##### SOURCE INFORMATION #####

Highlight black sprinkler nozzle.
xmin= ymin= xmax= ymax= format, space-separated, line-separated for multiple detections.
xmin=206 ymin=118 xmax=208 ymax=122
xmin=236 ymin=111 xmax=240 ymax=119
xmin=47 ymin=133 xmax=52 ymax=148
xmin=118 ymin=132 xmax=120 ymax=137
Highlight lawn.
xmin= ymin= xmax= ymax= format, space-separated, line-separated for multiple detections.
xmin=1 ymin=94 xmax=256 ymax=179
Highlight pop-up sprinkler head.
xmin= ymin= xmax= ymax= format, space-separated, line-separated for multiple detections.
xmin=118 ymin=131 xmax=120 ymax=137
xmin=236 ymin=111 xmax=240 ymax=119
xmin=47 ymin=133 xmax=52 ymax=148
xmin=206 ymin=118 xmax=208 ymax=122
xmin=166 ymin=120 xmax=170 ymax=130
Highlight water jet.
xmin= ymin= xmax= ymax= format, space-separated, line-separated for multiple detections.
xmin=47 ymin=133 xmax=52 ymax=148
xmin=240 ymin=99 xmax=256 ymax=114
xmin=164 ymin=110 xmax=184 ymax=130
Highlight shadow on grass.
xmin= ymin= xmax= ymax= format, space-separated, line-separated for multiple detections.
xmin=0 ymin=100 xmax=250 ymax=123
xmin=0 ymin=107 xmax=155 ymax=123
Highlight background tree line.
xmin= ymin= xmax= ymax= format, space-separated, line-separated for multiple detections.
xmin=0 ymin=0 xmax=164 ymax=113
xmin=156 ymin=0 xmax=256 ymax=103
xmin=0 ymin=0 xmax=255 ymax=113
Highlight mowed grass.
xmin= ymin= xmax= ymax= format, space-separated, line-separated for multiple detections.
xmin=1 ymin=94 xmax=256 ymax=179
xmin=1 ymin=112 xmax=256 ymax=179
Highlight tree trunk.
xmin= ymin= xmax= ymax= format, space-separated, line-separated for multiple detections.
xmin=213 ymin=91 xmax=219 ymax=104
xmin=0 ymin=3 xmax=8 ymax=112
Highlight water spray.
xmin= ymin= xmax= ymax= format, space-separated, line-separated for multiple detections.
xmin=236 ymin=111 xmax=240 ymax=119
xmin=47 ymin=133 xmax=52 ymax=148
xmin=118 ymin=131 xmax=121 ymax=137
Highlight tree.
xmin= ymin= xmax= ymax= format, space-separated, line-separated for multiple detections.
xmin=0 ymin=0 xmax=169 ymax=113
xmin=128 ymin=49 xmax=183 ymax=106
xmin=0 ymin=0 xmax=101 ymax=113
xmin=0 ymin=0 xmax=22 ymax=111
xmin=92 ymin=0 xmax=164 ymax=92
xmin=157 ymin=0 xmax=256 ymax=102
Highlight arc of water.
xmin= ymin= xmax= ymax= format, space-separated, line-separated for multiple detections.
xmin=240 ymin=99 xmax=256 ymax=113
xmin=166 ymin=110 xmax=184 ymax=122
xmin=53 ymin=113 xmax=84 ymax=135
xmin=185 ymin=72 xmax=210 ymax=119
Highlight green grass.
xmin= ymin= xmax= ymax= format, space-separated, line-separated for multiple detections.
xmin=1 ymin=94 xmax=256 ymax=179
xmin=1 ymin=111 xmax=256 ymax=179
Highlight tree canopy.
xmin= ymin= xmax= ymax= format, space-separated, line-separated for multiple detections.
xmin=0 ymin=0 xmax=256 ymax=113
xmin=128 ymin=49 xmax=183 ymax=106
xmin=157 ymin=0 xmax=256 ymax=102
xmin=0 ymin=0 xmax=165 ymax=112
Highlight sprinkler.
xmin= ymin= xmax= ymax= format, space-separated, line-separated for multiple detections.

#####

__INSTRUCTIONS TO FOLLOW__:
Take the stretch of lines above from the one containing "Highlight tree trunk." through the one containing "Highlight arc of water." and repeat it exactly, adding no other line.

__RESULT__:
Highlight tree trunk.
xmin= ymin= xmax= ymax= format, space-separated, line-separated for multiple detections.
xmin=213 ymin=91 xmax=219 ymax=104
xmin=0 ymin=3 xmax=8 ymax=112
Highlight water spray.
xmin= ymin= xmax= ymax= format, space-separated, line-separated for multiple detections.
xmin=236 ymin=111 xmax=240 ymax=119
xmin=47 ymin=133 xmax=52 ymax=148
xmin=118 ymin=131 xmax=121 ymax=137
Highlight tree.
xmin= ymin= xmax= ymax= format, space-separated, line-separated for multiple detections.
xmin=0 ymin=0 xmax=169 ymax=113
xmin=128 ymin=49 xmax=183 ymax=106
xmin=0 ymin=0 xmax=101 ymax=113
xmin=0 ymin=0 xmax=22 ymax=111
xmin=92 ymin=0 xmax=164 ymax=92
xmin=157 ymin=0 xmax=256 ymax=102
Highlight arc of water.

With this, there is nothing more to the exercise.